REQUEST » Copy out word for word the stretch of the items below from the line containing "Refer to the image above and pinpoint where the paved" through the end of the items.

━━ PROVIDED ENTRIES ━━

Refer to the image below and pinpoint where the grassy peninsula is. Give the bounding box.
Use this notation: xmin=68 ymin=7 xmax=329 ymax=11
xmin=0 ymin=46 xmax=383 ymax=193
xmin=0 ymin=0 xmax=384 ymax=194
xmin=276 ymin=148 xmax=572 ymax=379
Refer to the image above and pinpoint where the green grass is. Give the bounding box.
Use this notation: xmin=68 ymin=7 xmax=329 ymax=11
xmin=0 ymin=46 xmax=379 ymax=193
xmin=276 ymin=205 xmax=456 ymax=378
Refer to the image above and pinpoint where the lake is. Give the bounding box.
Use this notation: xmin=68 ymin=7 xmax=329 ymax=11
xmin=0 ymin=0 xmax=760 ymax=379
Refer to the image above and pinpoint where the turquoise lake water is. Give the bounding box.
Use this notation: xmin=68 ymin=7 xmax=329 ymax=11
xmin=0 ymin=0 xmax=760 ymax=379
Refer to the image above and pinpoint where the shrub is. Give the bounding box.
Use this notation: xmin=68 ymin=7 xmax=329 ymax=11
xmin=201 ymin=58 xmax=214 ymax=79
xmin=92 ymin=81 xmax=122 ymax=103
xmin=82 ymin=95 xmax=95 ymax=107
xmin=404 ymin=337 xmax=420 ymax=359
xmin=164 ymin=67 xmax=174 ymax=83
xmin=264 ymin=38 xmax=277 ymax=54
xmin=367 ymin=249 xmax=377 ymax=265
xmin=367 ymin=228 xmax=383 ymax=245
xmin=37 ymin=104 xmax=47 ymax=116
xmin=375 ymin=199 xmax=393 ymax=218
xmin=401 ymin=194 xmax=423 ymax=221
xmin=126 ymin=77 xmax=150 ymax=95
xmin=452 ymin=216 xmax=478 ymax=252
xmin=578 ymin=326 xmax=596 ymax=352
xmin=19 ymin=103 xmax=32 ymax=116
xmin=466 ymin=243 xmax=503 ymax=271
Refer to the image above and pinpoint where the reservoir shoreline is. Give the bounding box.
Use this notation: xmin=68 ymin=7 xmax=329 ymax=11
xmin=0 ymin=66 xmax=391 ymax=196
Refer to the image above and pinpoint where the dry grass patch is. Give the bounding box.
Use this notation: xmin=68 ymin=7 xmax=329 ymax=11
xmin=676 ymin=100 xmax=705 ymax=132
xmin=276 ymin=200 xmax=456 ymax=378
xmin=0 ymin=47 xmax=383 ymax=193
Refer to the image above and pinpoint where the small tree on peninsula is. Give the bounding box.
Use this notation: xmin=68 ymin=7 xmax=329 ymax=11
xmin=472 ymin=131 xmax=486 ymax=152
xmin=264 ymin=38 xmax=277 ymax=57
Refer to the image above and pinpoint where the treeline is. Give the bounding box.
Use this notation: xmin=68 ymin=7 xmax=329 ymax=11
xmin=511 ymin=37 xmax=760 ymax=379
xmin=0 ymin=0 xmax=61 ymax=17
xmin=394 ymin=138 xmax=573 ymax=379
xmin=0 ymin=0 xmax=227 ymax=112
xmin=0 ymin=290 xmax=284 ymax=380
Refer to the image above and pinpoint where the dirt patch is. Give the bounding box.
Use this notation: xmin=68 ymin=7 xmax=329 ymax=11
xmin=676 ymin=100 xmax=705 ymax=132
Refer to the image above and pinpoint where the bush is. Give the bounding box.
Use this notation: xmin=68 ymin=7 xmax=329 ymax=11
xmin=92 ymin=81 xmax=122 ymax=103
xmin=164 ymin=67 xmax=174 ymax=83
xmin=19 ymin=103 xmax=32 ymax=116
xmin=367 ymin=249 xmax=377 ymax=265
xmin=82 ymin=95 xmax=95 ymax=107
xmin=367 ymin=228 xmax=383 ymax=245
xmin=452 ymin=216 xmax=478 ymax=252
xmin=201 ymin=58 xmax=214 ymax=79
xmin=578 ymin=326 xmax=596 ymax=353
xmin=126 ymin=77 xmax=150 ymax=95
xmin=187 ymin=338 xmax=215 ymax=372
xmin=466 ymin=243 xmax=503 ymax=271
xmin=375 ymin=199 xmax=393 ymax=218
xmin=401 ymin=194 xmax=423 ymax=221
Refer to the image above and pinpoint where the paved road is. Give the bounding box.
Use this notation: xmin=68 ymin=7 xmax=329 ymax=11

━━━

WORKED ANSWER »
Refer to the image above and pinpoint where the paved road is. Give the bounding box.
Use this notation: xmin=68 ymin=7 xmax=329 ymax=11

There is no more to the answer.